(Entries from a pointing dataset)
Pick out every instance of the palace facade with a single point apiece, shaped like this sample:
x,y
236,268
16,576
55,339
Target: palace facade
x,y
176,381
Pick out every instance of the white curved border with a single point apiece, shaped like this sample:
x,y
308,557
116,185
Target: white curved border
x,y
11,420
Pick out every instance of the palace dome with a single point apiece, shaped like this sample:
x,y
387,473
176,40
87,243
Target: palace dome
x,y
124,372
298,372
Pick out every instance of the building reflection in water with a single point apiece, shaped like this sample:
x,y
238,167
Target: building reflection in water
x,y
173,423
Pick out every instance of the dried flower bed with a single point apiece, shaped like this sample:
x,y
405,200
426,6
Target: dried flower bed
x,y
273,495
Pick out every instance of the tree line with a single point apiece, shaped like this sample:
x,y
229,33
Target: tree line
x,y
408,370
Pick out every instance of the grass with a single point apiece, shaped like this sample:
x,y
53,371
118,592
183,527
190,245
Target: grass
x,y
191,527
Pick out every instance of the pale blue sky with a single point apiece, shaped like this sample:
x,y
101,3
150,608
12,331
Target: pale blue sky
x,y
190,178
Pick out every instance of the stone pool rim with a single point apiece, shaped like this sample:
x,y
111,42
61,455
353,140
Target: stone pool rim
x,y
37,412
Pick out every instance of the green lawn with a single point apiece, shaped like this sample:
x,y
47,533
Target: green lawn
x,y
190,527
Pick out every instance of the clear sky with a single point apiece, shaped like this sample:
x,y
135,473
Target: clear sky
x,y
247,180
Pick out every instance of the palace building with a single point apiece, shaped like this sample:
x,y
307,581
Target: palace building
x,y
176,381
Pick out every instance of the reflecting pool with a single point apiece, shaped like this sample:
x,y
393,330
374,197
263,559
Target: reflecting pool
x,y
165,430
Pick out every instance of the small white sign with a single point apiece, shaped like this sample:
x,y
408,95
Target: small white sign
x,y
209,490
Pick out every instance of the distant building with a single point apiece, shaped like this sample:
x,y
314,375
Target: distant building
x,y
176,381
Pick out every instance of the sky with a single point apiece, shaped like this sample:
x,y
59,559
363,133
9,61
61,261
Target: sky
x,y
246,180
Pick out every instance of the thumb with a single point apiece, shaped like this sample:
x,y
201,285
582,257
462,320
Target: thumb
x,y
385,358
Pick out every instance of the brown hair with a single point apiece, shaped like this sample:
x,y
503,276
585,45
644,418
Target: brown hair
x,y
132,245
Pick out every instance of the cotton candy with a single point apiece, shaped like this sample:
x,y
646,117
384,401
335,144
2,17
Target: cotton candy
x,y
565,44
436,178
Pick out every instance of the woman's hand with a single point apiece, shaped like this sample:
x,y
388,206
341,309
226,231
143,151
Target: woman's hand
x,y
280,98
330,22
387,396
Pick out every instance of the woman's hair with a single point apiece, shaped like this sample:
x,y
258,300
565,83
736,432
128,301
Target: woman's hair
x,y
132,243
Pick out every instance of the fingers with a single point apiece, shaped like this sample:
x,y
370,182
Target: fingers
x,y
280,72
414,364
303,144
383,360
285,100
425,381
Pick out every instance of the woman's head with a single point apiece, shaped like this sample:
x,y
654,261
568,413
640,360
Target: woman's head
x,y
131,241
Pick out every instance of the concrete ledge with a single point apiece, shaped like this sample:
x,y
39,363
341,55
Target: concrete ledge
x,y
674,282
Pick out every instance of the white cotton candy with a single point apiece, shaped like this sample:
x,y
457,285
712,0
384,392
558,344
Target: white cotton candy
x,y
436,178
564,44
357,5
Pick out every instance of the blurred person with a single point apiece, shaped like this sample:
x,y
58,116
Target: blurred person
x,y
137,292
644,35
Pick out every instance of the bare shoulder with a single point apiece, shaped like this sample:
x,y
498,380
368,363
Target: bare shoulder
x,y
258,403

■ **PROBLEM REQUIREMENTS**
All the entries above need to be reproduced exactly.

■ **THE REPLY**
Pick out every instance of the palace facade with a single point apiece, shaped like this sample:
x,y
236,268
16,576
55,339
Target: palace facade
x,y
176,381
Pick out every instance of the white curved border with a single point apiece, shaped like this sample:
x,y
308,557
116,185
Target: white curved border
x,y
11,420
Pick out every instance of the palace dome with a single point apiece, shaped like this sample:
x,y
387,473
176,40
87,243
Target: palace dome
x,y
124,372
298,372
Pick out every instance of the building reflection in water with a single point apiece, shaped like this sample:
x,y
238,167
Target: building reflection in water
x,y
173,423
Pick out every instance of the dried flower bed with a single point apiece, shaped like this sample:
x,y
405,200
426,6
Target: dried flower bed
x,y
273,495
Pick out every instance of the tree line with a single point apiece, shaped like this sample:
x,y
229,33
Target: tree line
x,y
408,370
Pick out every instance of the grass with a single point apiece, shaped like this sample:
x,y
53,371
118,592
183,527
190,245
Target: grass
x,y
191,527
Pick out every instance of the pale blue sky with a single point apiece, shaped like this sample:
x,y
101,3
150,608
12,331
Target: pale blue sky
x,y
190,178
Pick out every instance of the stone pool rim with a single point apiece, shaped like this sample:
x,y
111,42
61,455
353,140
Target: stone pool rim
x,y
37,412
Pick out every instance of the green lawn with a single point apiece, shaped like this sample:
x,y
47,533
Target: green lawn
x,y
190,527
Pick out every instance of the clear sky with a single point apiece, shaped like this sample:
x,y
135,473
Target: clear sky
x,y
247,180
Pick out every instance of the palace building with a single point apiece, shaped like this sample:
x,y
307,581
Target: palace building
x,y
176,381
Pick out every instance of the reflecting pool with a single point apiece, shaped like this sample:
x,y
393,330
374,197
263,559
Target: reflecting pool
x,y
165,430
Pick out every instance of the small white sign with a single point apiece, shaped like this sample:
x,y
408,95
Target: small white sign
x,y
209,490
Pick out every instance of the distant building with a single point apiece, shaped like this sample:
x,y
314,375
Target: distant building
x,y
176,381
Pick out every instance of the sky with a single point apiece, shaped like this sample:
x,y
59,559
363,133
9,61
61,261
Target: sky
x,y
246,180
Pick out every instance of the thumb with a single point apiece, shaped like this sample:
x,y
201,285
582,257
462,320
Target: thumb
x,y
385,358
Pick out every instance of the brown hair with a single point apiece, shaped like this sample:
x,y
503,276
585,45
644,418
Target: brown hair
x,y
132,245
Pick out every instance of the cotton candy with a single point apiece, shaped like this sample:
x,y
646,117
384,401
335,144
2,17
Target: cotton candy
x,y
565,44
436,178
Pick out every instance of the woman's hand with a single point apiece, shaped like this sample:
x,y
388,206
341,309
226,231
143,151
Target: woman's hand
x,y
280,98
330,22
387,396
Pick out every instance of the woman's hair with a single point apiece, shaped like this sample:
x,y
258,300
565,83
736,432
128,301
Target: woman's hair
x,y
132,243
Pick out every instance of the fingers with a single point apiece, shaped like this sample:
x,y
370,182
Target: fingers
x,y
280,72
414,364
303,144
383,360
285,100
425,381
Pick out every instance of the woman's head with a single point apiece, shaped like this sample:
x,y
654,261
568,413
640,360
Target: woman's head
x,y
131,241
Pick out every instance of the concrete ledge with a single point apiece, shaped like this sample:
x,y
39,363
341,55
Target: concrete ledge
x,y
674,282
Pick out every instance of the white cotton candy with a single point apiece, shaped like this sample:
x,y
457,285
712,0
384,392
558,344
Target: white cotton candy
x,y
436,178
564,44
357,5
Pick out every instance of the blurred person with a single point apiece, shaped like this sample:
x,y
58,116
Target: blurred person
x,y
137,292
644,35
Pick out every instance of the bare shoulder with a single point apiece, shaped like this sample:
x,y
498,380
368,363
Target: bare shoulder
x,y
258,403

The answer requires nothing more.